Required work ▸
Update the part of the material that begins at the line containing "like point(149, 394)?" and stops after the line containing "point(600, 340)" by changing "pier bollard" to "dock bollard" and leaving everything else as it is. Give back only those lines.

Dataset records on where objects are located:
= = =

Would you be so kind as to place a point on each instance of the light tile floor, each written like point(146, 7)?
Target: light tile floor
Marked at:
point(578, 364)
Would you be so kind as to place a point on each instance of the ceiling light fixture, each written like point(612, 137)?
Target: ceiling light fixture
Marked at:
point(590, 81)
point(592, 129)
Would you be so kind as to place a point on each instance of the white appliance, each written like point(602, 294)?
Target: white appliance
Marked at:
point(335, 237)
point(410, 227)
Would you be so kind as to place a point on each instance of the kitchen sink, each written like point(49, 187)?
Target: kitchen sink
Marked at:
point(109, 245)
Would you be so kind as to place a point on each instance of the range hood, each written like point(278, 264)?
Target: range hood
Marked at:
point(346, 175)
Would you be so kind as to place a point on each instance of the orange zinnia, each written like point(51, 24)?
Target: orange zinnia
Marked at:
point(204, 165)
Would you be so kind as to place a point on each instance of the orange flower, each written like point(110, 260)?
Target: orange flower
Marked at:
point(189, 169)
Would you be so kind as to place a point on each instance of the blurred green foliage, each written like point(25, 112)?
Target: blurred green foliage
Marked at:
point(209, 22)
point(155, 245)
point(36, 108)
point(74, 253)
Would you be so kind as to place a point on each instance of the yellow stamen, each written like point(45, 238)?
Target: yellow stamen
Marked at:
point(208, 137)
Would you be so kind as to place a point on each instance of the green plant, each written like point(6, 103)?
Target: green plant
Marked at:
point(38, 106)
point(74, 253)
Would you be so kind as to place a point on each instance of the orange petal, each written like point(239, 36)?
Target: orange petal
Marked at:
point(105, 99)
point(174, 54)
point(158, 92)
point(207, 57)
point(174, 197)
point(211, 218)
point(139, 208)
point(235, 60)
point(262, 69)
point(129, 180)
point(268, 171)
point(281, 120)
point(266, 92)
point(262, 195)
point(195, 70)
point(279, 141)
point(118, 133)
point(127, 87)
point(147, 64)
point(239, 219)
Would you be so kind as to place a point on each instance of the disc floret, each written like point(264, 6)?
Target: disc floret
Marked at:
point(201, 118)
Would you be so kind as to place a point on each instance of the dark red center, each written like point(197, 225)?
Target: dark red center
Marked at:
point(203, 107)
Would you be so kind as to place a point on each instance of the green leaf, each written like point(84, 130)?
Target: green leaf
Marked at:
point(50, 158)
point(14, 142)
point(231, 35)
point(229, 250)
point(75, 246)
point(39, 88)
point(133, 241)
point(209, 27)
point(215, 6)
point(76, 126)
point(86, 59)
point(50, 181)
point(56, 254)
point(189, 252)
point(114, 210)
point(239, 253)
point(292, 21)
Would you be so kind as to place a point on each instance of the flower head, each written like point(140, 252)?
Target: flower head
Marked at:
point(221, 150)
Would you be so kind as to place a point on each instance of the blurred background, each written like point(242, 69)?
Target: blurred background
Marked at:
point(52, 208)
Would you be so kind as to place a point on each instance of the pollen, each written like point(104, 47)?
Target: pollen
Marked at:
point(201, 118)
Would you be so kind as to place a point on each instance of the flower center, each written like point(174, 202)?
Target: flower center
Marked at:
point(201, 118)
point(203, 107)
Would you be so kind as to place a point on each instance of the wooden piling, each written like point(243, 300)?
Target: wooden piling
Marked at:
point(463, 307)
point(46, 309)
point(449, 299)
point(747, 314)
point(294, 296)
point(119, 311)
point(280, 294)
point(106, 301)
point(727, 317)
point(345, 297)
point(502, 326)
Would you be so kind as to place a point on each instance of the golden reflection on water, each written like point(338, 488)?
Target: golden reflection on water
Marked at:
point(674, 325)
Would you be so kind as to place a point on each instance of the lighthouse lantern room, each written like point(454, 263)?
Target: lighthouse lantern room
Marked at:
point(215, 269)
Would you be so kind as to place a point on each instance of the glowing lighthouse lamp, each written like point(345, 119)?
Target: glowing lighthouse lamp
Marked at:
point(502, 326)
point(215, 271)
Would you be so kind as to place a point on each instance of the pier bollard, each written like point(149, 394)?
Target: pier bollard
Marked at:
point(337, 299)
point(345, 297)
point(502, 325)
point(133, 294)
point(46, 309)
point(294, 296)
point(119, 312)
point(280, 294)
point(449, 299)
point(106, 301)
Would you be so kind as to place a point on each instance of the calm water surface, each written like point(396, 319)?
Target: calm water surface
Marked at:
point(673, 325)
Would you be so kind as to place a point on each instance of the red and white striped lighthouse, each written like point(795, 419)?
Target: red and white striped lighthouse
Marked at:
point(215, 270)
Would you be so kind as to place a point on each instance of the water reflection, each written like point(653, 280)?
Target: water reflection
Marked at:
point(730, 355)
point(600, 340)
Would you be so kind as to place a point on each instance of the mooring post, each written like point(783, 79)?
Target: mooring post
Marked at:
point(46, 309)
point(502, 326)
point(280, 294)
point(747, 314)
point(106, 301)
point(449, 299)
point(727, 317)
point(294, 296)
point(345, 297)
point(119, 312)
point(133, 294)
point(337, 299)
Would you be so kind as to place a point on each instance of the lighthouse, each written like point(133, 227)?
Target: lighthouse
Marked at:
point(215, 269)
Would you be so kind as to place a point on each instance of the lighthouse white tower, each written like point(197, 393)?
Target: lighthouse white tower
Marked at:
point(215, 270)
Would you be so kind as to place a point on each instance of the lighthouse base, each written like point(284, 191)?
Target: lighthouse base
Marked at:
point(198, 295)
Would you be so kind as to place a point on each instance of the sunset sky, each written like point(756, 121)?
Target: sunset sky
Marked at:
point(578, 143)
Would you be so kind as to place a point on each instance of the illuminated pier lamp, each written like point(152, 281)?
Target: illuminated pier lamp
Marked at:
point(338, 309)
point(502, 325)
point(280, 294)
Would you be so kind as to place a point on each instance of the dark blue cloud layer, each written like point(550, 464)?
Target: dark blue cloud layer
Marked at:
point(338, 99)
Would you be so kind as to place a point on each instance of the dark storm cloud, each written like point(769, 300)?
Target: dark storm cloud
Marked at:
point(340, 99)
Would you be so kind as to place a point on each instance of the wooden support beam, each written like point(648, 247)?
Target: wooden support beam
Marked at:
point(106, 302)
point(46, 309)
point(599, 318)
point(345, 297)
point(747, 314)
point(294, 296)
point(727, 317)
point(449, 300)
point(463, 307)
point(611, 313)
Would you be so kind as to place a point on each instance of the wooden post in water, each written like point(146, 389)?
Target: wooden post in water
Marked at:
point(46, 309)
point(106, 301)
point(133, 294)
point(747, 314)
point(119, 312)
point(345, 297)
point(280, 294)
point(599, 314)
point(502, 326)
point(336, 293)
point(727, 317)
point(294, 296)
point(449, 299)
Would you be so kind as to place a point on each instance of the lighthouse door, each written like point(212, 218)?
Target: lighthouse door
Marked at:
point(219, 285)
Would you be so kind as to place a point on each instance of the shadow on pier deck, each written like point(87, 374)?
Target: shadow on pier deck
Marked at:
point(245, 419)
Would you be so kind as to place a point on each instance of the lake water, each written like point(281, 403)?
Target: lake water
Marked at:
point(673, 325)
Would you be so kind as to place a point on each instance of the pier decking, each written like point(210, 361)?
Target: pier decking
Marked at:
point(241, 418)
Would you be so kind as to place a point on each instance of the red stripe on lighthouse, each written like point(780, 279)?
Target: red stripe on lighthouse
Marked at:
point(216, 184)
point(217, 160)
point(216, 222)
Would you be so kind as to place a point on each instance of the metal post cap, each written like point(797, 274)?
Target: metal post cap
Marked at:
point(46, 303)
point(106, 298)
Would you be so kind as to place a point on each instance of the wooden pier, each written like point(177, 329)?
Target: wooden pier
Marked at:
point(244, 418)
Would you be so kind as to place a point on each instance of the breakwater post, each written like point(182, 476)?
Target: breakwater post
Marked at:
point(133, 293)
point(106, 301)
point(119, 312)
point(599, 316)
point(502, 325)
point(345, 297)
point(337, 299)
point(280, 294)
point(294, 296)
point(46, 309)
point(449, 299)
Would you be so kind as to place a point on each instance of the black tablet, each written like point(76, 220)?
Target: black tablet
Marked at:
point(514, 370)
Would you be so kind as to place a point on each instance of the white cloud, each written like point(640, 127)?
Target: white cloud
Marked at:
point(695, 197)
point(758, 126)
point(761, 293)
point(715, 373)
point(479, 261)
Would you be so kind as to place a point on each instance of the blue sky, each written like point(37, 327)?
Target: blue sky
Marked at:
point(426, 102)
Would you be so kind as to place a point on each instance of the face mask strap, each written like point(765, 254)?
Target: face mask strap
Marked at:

= = =

Result for this exercise ▸
Would you be so kind as to place a point on each instance of the dock bollard, each written like point(149, 394)?
Target: dock bollard
Marked at:
point(337, 299)
point(345, 297)
point(502, 325)
point(133, 294)
point(46, 309)
point(294, 296)
point(119, 312)
point(280, 294)
point(449, 299)
point(106, 301)
Would you be so kind as to place a point on each instance of the calm water surface, each written like point(396, 319)?
Target: calm water surface
Marked at:
point(673, 325)
Would you be so kind as to place a point on each instance of the red and white striped lighthouse, each written like point(795, 419)?
Target: red and white striped lighthouse
Marked at:
point(215, 270)
Would you be so kind as to place a point on each instance of the water reflection, each written like point(653, 280)?
Target: water reflection
Marked at:
point(730, 355)
point(600, 340)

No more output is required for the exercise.